__Material to process__

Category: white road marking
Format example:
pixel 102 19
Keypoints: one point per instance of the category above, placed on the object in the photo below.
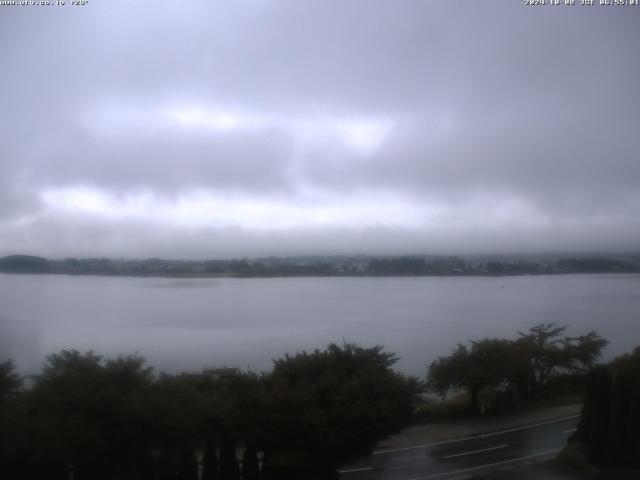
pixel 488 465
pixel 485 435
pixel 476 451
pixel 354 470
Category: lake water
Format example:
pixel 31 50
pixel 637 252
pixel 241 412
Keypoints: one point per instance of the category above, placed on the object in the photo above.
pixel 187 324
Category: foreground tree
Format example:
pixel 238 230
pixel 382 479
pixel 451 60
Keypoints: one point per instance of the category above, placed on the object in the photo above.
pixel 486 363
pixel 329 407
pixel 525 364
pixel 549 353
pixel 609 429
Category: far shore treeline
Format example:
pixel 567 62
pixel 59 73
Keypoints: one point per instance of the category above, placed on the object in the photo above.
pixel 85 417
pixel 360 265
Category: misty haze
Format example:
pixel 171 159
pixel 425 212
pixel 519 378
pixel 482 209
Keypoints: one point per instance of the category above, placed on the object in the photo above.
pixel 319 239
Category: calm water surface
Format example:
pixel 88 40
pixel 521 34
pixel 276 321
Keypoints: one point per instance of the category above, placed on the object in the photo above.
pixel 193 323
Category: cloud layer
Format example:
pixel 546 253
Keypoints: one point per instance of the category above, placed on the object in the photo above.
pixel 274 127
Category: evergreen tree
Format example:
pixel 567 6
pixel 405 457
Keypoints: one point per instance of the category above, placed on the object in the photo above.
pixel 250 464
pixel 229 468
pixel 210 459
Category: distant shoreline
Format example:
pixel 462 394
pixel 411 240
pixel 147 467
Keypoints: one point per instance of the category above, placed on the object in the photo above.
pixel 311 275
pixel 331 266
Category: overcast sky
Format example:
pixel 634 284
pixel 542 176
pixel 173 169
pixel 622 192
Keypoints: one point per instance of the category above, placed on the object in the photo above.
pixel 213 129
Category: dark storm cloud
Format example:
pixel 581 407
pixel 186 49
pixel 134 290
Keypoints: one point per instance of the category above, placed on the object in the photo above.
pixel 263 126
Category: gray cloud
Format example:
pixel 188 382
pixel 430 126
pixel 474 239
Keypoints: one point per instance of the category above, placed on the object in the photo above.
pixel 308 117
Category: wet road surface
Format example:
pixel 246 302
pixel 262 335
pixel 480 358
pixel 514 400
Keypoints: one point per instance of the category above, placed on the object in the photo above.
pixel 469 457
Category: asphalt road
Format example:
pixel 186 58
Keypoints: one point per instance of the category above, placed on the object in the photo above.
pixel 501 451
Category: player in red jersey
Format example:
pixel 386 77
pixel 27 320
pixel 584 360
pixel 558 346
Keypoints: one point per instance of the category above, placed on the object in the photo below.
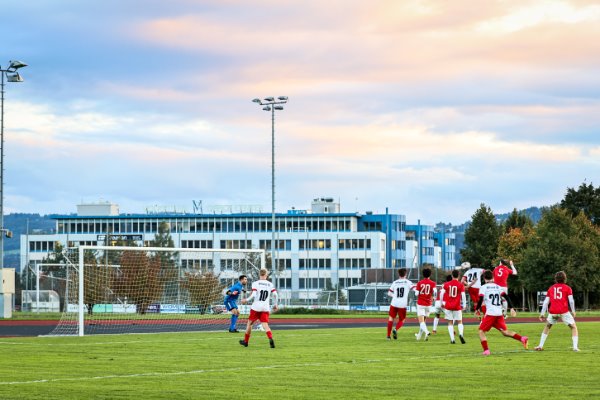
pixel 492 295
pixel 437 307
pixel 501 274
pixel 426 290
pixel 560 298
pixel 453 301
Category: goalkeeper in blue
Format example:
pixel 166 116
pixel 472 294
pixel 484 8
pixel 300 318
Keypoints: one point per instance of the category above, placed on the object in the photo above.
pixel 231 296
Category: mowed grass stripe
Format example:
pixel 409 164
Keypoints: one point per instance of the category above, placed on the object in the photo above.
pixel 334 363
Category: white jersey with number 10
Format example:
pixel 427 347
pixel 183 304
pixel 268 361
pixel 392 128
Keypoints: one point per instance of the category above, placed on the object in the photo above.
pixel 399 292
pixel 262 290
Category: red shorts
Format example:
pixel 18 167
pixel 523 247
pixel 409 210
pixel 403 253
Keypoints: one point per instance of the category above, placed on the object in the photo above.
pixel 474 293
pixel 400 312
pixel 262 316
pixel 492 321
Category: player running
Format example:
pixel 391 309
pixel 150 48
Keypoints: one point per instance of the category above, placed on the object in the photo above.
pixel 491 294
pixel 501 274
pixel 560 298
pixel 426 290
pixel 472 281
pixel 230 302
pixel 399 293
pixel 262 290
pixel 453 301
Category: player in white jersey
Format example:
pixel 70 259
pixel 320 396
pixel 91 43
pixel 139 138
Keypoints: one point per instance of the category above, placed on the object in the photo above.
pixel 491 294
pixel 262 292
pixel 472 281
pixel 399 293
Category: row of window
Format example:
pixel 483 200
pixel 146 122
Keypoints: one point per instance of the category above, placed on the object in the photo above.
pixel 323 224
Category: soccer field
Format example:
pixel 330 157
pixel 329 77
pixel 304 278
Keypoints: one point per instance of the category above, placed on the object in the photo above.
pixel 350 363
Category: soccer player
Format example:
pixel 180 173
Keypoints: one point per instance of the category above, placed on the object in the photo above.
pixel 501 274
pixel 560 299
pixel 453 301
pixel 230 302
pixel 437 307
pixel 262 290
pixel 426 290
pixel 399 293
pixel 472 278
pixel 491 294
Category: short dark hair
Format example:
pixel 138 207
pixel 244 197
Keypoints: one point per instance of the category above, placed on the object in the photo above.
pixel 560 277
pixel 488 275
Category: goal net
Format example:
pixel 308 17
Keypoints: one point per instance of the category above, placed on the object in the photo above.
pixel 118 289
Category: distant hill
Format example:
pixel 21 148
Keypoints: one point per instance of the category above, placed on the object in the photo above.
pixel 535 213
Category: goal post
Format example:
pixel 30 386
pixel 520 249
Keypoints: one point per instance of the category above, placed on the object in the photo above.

__Your objective__
Give the data again exactly as it stands, apart from the pictures.

__Task response__
Category: white road marking
Format example:
pixel 102 19
Keypoints: one point per instance of the category above, placed on the object in the photo below.
pixel 488 465
pixel 485 435
pixel 476 451
pixel 354 470
Category: lake water
Format example:
pixel 31 50
pixel 637 252
pixel 241 412
Keypoints: one point per instance of the category above, placed on the object in the photo above.
pixel 187 324
Category: foreground tree
Format example:
pixel 238 230
pixel 382 479
pixel 451 60
Keypoints: one point per instance of the category above, placed on the object in the photo above.
pixel 486 363
pixel 329 407
pixel 525 364
pixel 549 353
pixel 609 429
Category: far shore treeline
Format example:
pixel 567 62
pixel 59 73
Keypoints: one point per instance of the category above, placed on the object in the photo above.
pixel 85 417
pixel 360 265
Category: misty haze
Format example:
pixel 171 159
pixel 425 212
pixel 519 378
pixel 482 209
Keypoints: one point per instance of the category above, placed on the object in the photo above.
pixel 319 239
Category: calm water surface
Format example:
pixel 88 40
pixel 521 34
pixel 276 321
Keypoints: one point per instance of the category above, placed on the object in the photo above.
pixel 193 323
Category: cloud layer
Format example:
pixel 546 253
Keypoints: one point per instance of the category above, placed on the object in the photo above.
pixel 274 127
Category: evergreen tree
Format example:
pixel 567 6
pixel 405 457
Keypoints: one point per instance of the category above, placed on the object in the photo above.
pixel 250 464
pixel 229 468
pixel 210 459
Category: distant shoreline
Format example:
pixel 462 394
pixel 411 240
pixel 147 467
Keypoints: one point per instance of the category above, placed on the object in the photo above.
pixel 311 275
pixel 331 266
Category: overcast sky
Format example:
pixel 634 284
pixel 542 176
pixel 173 169
pixel 622 192
Keypoints: one point per instance of the category above, placed on the object in the photo above.
pixel 213 129
Category: dark storm cloud
Format example:
pixel 581 407
pixel 186 49
pixel 134 290
Keypoints: one point per instance of the category above, placed on the object in the photo above.
pixel 263 126
Category: gray cloud
Format example:
pixel 188 382
pixel 430 126
pixel 474 239
Keypoints: one point per instance of the category above, placed on the object in the photo above.
pixel 308 117
Category: wet road surface
Format example:
pixel 246 302
pixel 262 335
pixel 480 358
pixel 514 400
Keypoints: one point per instance of the category above, placed on the object in the photo above.
pixel 469 457
Category: asphalt road
Format example:
pixel 186 58
Keypoints: one point per instance of the category above, placed on the object in the photo above.
pixel 501 451
Category: player in red jersey
Format example:
pixel 386 77
pixel 27 320
pixel 584 360
pixel 558 346
Keypoints: one point per instance of the category above, placed on the object in the photo below.
pixel 492 295
pixel 437 307
pixel 501 274
pixel 426 290
pixel 560 298
pixel 453 301
Category: goalkeeper in blue
Format example:
pixel 166 116
pixel 472 294
pixel 484 8
pixel 300 318
Keypoints: one point per instance of the category above, placed on the object in the photo above.
pixel 231 296
Category: mowed grass stripe
Format example:
pixel 409 164
Keypoints: one point per instance of the category above, placed on the object in the photo above.
pixel 334 363
Category: white jersey with number 10
Format example:
pixel 427 347
pixel 183 304
pixel 268 361
pixel 392 128
Keypoints: one point per instance of the category above, placed on the object in the photo above.
pixel 399 292
pixel 262 290
Category: red shorts
Format example:
pixel 18 167
pixel 523 247
pixel 409 210
pixel 403 253
Keypoints: one point per instance of the category above, placed on the object in the photo above.
pixel 474 293
pixel 400 312
pixel 262 316
pixel 492 321
Category: player running
Format example:
pixel 391 309
pixel 150 48
Keypoints: one point per instance of the category above, placed on the object in the photo above.
pixel 491 294
pixel 501 274
pixel 560 298
pixel 426 290
pixel 472 281
pixel 230 302
pixel 399 293
pixel 262 290
pixel 453 301
Category: player in white jersey
Format example:
pixel 70 259
pixel 320 396
pixel 91 43
pixel 139 138
Keypoints: one point per instance of the category above, placed on the object in the photo above.
pixel 491 294
pixel 262 292
pixel 472 281
pixel 399 293
Category: row of window
Format example:
pixel 483 200
pixel 146 122
Keypoints: one point per instance of the category above, placed on the object in the photo above.
pixel 323 224
Category: soccer field
Format example:
pixel 330 157
pixel 329 77
pixel 304 278
Keypoints: one point per instance of the category above, placed on the object in the photo above.
pixel 350 363
Category: soccer player
Format example:
pixel 180 173
Keypoints: one point per instance of the category above, placed on the object in the photo above.
pixel 501 274
pixel 560 299
pixel 453 301
pixel 230 302
pixel 437 307
pixel 262 290
pixel 426 290
pixel 399 293
pixel 472 278
pixel 491 294
Category: short dark hair
Format example:
pixel 138 207
pixel 244 197
Keypoints: one point per instance of the category above, placed on the object in the photo above.
pixel 560 277
pixel 488 275
Category: goal net
Format example:
pixel 308 17
Keypoints: one point per instance of the category above, placed on the object in the photo above.
pixel 118 289
Category: distant hill
Format example:
pixel 21 148
Keypoints: one point per instance of the category above, placed on the object in the photo above.
pixel 535 213
Category: goal post
Format example:
pixel 30 386
pixel 520 249
Keypoints: one point per instance of the category above, placed on the object in the photo above.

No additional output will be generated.